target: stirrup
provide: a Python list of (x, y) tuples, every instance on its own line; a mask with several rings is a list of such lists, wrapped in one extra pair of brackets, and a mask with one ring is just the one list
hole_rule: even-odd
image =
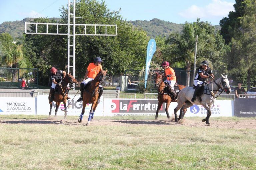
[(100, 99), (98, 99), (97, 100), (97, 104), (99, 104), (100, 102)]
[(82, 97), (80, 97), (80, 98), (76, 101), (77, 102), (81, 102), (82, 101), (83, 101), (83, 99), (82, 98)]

++++++++

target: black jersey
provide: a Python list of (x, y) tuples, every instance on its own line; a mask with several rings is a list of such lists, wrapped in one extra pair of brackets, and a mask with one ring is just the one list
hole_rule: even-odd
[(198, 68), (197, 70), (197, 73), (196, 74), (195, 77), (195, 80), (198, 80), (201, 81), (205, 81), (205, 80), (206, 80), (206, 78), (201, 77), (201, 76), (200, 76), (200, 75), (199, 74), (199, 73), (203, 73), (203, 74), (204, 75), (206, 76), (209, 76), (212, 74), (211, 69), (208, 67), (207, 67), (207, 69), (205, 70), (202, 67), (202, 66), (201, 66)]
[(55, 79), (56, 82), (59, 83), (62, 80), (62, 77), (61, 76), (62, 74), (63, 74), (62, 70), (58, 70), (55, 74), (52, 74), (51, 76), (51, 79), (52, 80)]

++++++++

### Stated task
Rescale the data starting with the line with "target: stirrup" and going on through the line with "99), (82, 98)]". Give only those lines again, including the request lines, and leave out the pictures. Multiply every coordinate in the outlines by 0.75 and round to whole numbers, with halves rounding up.

### Exercise response
target: stirrup
provide: a Python list of (x, y) tuples, every instance on its own line; a mask with several rings is a list of such lists, wrapped in one extra pair of brackets, and a mask with one ring is just the one list
hole_rule: even-odd
image =
[(75, 74), (74, 74), (73, 75), (73, 78), (74, 78), (75, 77)]
[(62, 73), (60, 73), (60, 74), (57, 76), (58, 77), (61, 77), (62, 76), (62, 76), (62, 74), (62, 74)]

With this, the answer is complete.